(Natural-language object grounding data)
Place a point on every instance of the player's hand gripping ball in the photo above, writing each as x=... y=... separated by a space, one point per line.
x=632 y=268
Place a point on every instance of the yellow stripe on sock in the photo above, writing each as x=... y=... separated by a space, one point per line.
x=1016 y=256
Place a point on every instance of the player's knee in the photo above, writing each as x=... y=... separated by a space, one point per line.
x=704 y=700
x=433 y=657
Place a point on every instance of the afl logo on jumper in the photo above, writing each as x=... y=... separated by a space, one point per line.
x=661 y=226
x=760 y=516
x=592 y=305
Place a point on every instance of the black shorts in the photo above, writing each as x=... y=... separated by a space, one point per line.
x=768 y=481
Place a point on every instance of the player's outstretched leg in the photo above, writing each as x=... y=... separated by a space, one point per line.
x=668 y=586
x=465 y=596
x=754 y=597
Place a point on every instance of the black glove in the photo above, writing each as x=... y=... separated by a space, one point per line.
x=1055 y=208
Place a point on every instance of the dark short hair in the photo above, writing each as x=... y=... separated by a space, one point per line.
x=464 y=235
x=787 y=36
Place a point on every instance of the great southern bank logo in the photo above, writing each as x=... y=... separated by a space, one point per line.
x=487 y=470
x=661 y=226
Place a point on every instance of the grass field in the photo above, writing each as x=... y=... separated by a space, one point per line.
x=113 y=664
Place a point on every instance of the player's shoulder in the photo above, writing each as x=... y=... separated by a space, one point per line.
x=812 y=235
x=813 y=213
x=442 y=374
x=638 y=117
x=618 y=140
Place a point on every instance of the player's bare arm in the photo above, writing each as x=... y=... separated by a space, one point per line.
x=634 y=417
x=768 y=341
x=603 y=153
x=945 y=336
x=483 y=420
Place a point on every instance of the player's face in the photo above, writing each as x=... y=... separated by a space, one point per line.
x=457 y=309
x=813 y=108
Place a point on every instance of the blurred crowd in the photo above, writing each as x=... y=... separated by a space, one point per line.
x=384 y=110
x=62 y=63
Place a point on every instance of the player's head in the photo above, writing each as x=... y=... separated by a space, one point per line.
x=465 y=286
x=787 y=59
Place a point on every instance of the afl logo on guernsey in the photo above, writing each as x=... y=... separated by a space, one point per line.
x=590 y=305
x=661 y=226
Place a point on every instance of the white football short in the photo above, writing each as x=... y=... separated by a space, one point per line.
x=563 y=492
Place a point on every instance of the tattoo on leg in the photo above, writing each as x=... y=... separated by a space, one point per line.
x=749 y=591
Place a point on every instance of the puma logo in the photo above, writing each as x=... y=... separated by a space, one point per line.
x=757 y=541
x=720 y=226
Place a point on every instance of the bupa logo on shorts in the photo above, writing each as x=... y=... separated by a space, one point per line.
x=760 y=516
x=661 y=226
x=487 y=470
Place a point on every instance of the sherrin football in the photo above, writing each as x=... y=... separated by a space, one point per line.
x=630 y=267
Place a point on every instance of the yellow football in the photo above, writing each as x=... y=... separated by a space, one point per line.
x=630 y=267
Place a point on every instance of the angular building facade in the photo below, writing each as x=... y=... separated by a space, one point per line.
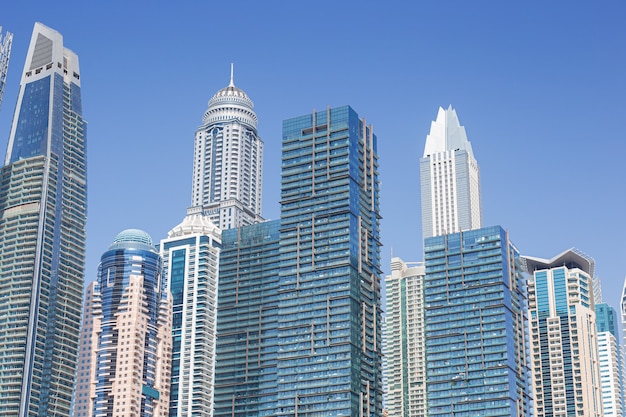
x=449 y=178
x=190 y=267
x=247 y=322
x=43 y=199
x=405 y=353
x=476 y=320
x=228 y=160
x=564 y=348
x=329 y=306
x=611 y=354
x=5 y=55
x=125 y=335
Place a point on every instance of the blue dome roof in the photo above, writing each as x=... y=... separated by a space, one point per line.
x=132 y=239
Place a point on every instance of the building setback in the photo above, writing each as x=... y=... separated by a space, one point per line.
x=405 y=340
x=228 y=160
x=476 y=326
x=190 y=267
x=125 y=355
x=329 y=307
x=564 y=347
x=449 y=178
x=43 y=203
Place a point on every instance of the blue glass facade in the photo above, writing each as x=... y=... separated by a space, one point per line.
x=476 y=326
x=43 y=197
x=329 y=312
x=247 y=344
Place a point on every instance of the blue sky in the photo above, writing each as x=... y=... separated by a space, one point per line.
x=539 y=86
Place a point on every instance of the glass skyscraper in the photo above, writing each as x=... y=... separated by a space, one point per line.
x=247 y=322
x=5 y=54
x=449 y=178
x=43 y=198
x=124 y=361
x=564 y=348
x=190 y=266
x=329 y=307
x=476 y=319
x=228 y=160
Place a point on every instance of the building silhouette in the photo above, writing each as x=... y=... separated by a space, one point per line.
x=126 y=334
x=191 y=256
x=449 y=178
x=43 y=199
x=228 y=160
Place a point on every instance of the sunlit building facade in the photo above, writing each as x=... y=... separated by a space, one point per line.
x=476 y=319
x=5 y=54
x=43 y=204
x=405 y=350
x=228 y=160
x=329 y=305
x=449 y=179
x=190 y=268
x=125 y=335
x=611 y=356
x=247 y=322
x=564 y=348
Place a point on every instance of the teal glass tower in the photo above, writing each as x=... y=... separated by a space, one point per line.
x=247 y=322
x=476 y=323
x=329 y=308
x=43 y=198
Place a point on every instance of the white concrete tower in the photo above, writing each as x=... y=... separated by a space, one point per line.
x=228 y=160
x=450 y=179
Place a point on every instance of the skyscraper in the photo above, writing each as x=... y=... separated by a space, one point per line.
x=450 y=179
x=247 y=322
x=5 y=54
x=405 y=340
x=611 y=356
x=329 y=307
x=476 y=319
x=564 y=347
x=43 y=196
x=228 y=160
x=126 y=334
x=190 y=266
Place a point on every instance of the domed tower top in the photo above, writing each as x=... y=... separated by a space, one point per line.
x=231 y=103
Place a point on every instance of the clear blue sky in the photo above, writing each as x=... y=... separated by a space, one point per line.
x=539 y=86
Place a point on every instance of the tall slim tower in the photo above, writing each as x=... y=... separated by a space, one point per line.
x=566 y=377
x=329 y=311
x=191 y=255
x=126 y=334
x=405 y=352
x=450 y=179
x=228 y=160
x=5 y=54
x=477 y=361
x=43 y=198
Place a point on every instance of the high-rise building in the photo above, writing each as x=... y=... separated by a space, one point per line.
x=247 y=322
x=5 y=55
x=476 y=319
x=405 y=355
x=450 y=179
x=611 y=354
x=125 y=335
x=564 y=347
x=228 y=160
x=43 y=198
x=329 y=308
x=190 y=267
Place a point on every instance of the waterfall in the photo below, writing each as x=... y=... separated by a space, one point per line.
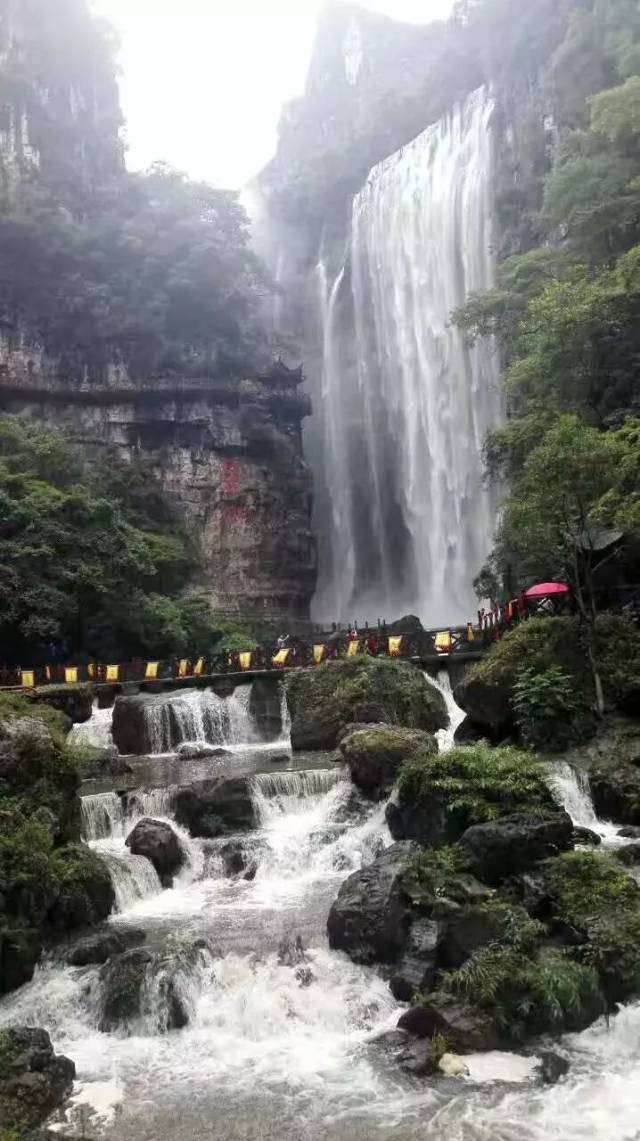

§ **PROBLEM TO SOLVE**: The entries above are to be reproduced exactly, with the pictures dropped.

§ **EXERCISE ANSWER**:
Place a point on every instance of the player's hand gripping ball in the photo above, writing each as x=... y=... separated by a space, one point per line.
x=632 y=268
Place a point on every instance of the yellow stripe on sock in the photo above, writing each as x=... y=... separated by a space, one point per line.
x=1016 y=256
Place a point on every instance of the player's knee in the photo above, writing each as x=... y=... separated by a space, one point per line.
x=704 y=700
x=433 y=657
Place a point on every instance of the afl logo on jumper in the photo above, writing each as x=... y=... separated by a space, one point per line.
x=661 y=226
x=760 y=516
x=592 y=305
Place a point on every instance of the black shorts in the photo above, writing each as x=... y=... separated by a space, one point per line.
x=768 y=481
Place a point on every instance of the player's outstretched leg in the photo above, writing each as x=... y=... separated by a space, one point per line.
x=668 y=586
x=465 y=596
x=754 y=597
Place a point on every instance of the black glove in the photo above, writing each as x=... y=... separated by a space, one point per line.
x=1055 y=208
Place a point on every instance of the dark short hair in the photo above, writing each as x=... y=... separated by a space, one point per line.
x=464 y=235
x=787 y=36
Place a point on every instance of the great southern bank logo in the photo above, writing each as x=... y=... separated by a space, one point per line.
x=487 y=470
x=661 y=226
Place a point on every instance of the grass field in the photo above, writing each as x=... y=... separated by a space, one point per line.
x=113 y=664
Place a point on every instance of the player's shoulder in the photo above, writing each as x=... y=... separated by a space, one point per line.
x=812 y=235
x=813 y=213
x=442 y=374
x=638 y=117
x=618 y=140
Place a point on every instance of the player's bare arm in the photo above, writing each as x=... y=... separated by a space, one point per line.
x=634 y=417
x=768 y=341
x=603 y=153
x=945 y=336
x=483 y=420
Place a point on every instance of the player's face in the photo above, writing each as x=... y=... separated by a space, one point per line.
x=457 y=309
x=813 y=108
Place a point on every instance of the blurred crowd in the photo above, writing each as x=... y=... separated by a space, one point per line.
x=384 y=110
x=62 y=63
Place a point on every instance of the player's head in the photo above, writing each as x=... y=... separated by a space, one point per line.
x=465 y=286
x=787 y=59
Place a point on every instance of the afl logo on guernsey in the photo above, writing each as x=... y=... separated by a space, one point per line.
x=590 y=305
x=661 y=226
Place a point on every instance of the white football short in the photo above, writing each as x=... y=... separated by a space, one point per line.
x=563 y=492
Place a point on every instance of the tattoo on leg in the photo above, writing each as x=... y=... separated by a space, one point per line.
x=749 y=591
Place a point on every instance of the puma logo in the photo above, writing each as x=... y=... separated by a space, one point per line.
x=757 y=541
x=720 y=226
Place a point on every instance of the bupa logo on shorts in the photo above, writing each as x=... y=... separated by a space, one point per line.
x=760 y=516
x=661 y=226
x=487 y=470
Place a point on every instance of the sherrin football in the photo above, writing each as x=... y=... separated by a space, one point per line.
x=630 y=267
Place a point on every instance of the yellow football in the photo above, writing each as x=... y=... separated by a space, one point per line.
x=630 y=267
Place a point on every instance of the angular building facade in the photo below, writing each as x=... y=... separated by a space, one point per line.
x=449 y=178
x=190 y=267
x=247 y=322
x=43 y=199
x=405 y=353
x=476 y=320
x=228 y=160
x=564 y=348
x=329 y=306
x=611 y=354
x=5 y=55
x=125 y=335
Place a point on every instance of the blue dome roof in the photo above, writing each as x=... y=... separated by a space, one point per line.
x=132 y=239
Place a point on every instance of the building setback in the photo above, writing each as x=... y=... separated by a space, one point per line.
x=405 y=340
x=228 y=160
x=476 y=326
x=190 y=267
x=125 y=355
x=329 y=307
x=564 y=347
x=449 y=178
x=43 y=203
Place a point on every instance of the blue glass facade in the photo above, writing each as x=... y=... separated by a space, one point per line.
x=476 y=326
x=43 y=197
x=329 y=312
x=247 y=344
Place a point on every instance of the blue sky in the photo above, writing each as x=... y=... separated by a space, one point per line.
x=539 y=86
Place a point on every instance of the glass skyscraper in the photo above, writing each as x=... y=... separated by a space, one point per line.
x=247 y=322
x=5 y=54
x=449 y=178
x=43 y=198
x=124 y=361
x=564 y=348
x=190 y=266
x=329 y=307
x=476 y=319
x=228 y=160
Place a point on every instance of the building silhouette in the photo above, writing each as x=... y=... separated by a space, one point per line.
x=126 y=334
x=191 y=256
x=449 y=178
x=43 y=199
x=228 y=160
Place a point on every instance of the sunlit building facade in the photo above, writing each as x=... y=... separated by a space, one point per line.
x=476 y=319
x=5 y=54
x=43 y=204
x=405 y=350
x=228 y=160
x=329 y=305
x=449 y=179
x=190 y=268
x=125 y=335
x=611 y=356
x=247 y=322
x=564 y=348
Place a point on every instance of the teal glass tower in the photo above, writing each as x=... y=... separated by a space, one point per line.
x=247 y=322
x=476 y=323
x=329 y=308
x=43 y=198
Place a point on every instance of the white concrete tower in the photo above, writing each as x=... y=... separated by a space, one point per line.
x=228 y=160
x=450 y=179
Place a point on every instance of the skyscraper in the photo above, writing each as x=... y=... separated by a space, one point per line.
x=450 y=179
x=247 y=322
x=5 y=54
x=405 y=340
x=611 y=356
x=329 y=307
x=476 y=319
x=564 y=347
x=43 y=196
x=228 y=160
x=126 y=334
x=190 y=266
Place a point on every instance of the domed tower top in the photo above, writing each as x=... y=... separated by a space, one point per line.
x=231 y=103
Place a point on every instance of the clear blue sky in the photo above, writing each as x=... y=... separated by a space, one point per line.
x=539 y=86
Place a point on every instance of the tall slim tower in the photo above, writing each as x=... y=... separated by a space, one point per line.
x=566 y=377
x=329 y=311
x=191 y=255
x=126 y=334
x=405 y=352
x=450 y=179
x=228 y=160
x=5 y=54
x=477 y=361
x=43 y=198
Place a point on every instance of the high-rise building in the photo above, writing each as x=... y=... separated by a space, one point per line.
x=247 y=322
x=5 y=55
x=476 y=319
x=405 y=355
x=450 y=179
x=611 y=354
x=125 y=335
x=564 y=347
x=228 y=160
x=43 y=198
x=329 y=308
x=190 y=267
Place a point on every instance of the waterfall in the photo below, writing each as x=... y=... separated by a space, one point per line.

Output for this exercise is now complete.